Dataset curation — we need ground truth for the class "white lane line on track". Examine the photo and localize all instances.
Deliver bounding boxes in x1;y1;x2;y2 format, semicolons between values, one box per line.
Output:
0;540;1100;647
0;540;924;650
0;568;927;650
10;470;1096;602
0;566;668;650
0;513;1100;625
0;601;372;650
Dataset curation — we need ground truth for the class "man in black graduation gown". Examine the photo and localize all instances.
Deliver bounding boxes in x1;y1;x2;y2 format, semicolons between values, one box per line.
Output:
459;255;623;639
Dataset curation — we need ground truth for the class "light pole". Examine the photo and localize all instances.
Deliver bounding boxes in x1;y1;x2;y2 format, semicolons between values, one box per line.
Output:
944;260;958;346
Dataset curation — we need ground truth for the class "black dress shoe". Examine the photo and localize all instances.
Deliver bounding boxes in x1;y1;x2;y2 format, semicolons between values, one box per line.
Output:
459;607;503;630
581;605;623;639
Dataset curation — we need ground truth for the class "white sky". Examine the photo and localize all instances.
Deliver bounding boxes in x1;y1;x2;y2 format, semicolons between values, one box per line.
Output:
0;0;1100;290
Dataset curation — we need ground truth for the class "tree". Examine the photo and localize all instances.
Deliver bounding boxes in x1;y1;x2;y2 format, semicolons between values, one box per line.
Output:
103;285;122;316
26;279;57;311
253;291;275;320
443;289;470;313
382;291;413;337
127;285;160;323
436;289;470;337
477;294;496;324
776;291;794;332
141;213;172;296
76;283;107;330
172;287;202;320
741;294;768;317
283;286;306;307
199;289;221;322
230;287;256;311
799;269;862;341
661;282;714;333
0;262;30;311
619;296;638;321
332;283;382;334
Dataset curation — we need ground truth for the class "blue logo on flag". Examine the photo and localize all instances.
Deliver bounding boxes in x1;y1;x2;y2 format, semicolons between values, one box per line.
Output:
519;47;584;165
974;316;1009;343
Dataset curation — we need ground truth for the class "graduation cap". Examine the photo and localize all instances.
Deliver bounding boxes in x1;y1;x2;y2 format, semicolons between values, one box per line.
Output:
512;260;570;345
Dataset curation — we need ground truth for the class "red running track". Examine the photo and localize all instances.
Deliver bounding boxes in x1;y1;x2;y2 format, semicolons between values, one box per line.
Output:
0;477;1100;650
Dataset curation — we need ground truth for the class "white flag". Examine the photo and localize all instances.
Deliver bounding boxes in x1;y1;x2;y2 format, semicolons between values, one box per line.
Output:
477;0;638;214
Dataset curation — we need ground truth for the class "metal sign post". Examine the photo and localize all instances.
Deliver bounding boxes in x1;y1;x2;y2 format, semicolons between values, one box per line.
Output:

-*-

### Objective
Please set down the whole listing above without altering a single line.

### Correct response
Dataset curation — we need ground truth for the class "white lane line on track". Examine the photo and localize all instances.
Deliver bounding boxes in x1;y1;x2;y2 format, semicolons between values, one box per line.
Output:
0;540;1100;647
0;540;924;650
0;568;927;650
10;470;1096;602
0;566;668;650
0;513;1100;625
0;601;372;650
Dataset curation — we need ground truth for the class "man in black graduation gown". Examine the photo and localize all instances.
Deliver bounding boxes in x1;y1;x2;y2 format, semicolons between values, one box per line.
Output:
459;255;623;639
Dataset curation — we need ground truth for the class "light pole". Examine the photo and localize all instances.
Deliver bounding boxes in x1;y1;x2;y2 format, semicolons between values, one box per line.
Output:
944;260;958;346
Dataset curation — we need ground truth for the class "black dress shoe". Examine the photo and localize all instances.
Deliver bounding boxes in x1;y1;x2;y2 format, semicolons between values, one box per line.
Output:
459;607;503;630
581;605;623;639
Dataset curation — we need ground truth for the class "white sky". Examine the photo and localize all instances.
Deliver bounding boxes in x1;y1;x2;y2 format, semicolons between values, one box per line.
Output:
0;0;1100;290
Dataset curation — we need ground truth for the class "tree". Examine the photo and localize all instances.
Deliver bounding boxes in x1;y1;x2;y2 format, semicolons between values, one box per line.
Output:
103;285;122;316
26;279;57;311
253;291;275;320
443;289;470;313
382;291;413;337
127;285;160;323
436;289;470;337
477;294;496;324
776;291;794;332
141;213;172;296
76;283;107;330
172;287;202;320
741;294;768;317
283;286;306;307
199;289;221;322
230;287;256;311
799;269;862;341
661;282;714;333
0;262;30;311
619;296;638;321
332;283;382;334
Dataset curation — we need ground truth for the class "blue logo on flag". Examine the photo and localize all instances.
Deliver bounding boxes in x1;y1;x2;y2 format, semicolons between values, one box per line.
Output:
519;47;584;165
974;316;1009;343
Dataset curation — we need ground truth for the class "graduation cap". Examine the photo and localize all instances.
Deliver bounding boxes in x1;y1;x2;y2 format, semicolons between values, one box per line.
Output:
512;260;570;345
Dataset curation — we need ground truth for the class "red running track". Examine the photo and localize all instances.
Deliver bounding boxes in x1;y1;x2;y2 format, semicolons between values, one box per line.
Output:
0;477;1100;650
Dataset curation — we need ground truth for the class "white flag". Examine the photo and localize all instances.
Deliver bounding boxes in x1;y1;x2;y2 format, semicolons between values, one box per line.
Output:
477;0;638;214
Dataset curation — we need ground truth for the class "metal sign post". Examine the photo and localize all instances.
Deliver bounding boxes in x1;y1;x2;y2 format, semicolons between values, one box per line.
Output:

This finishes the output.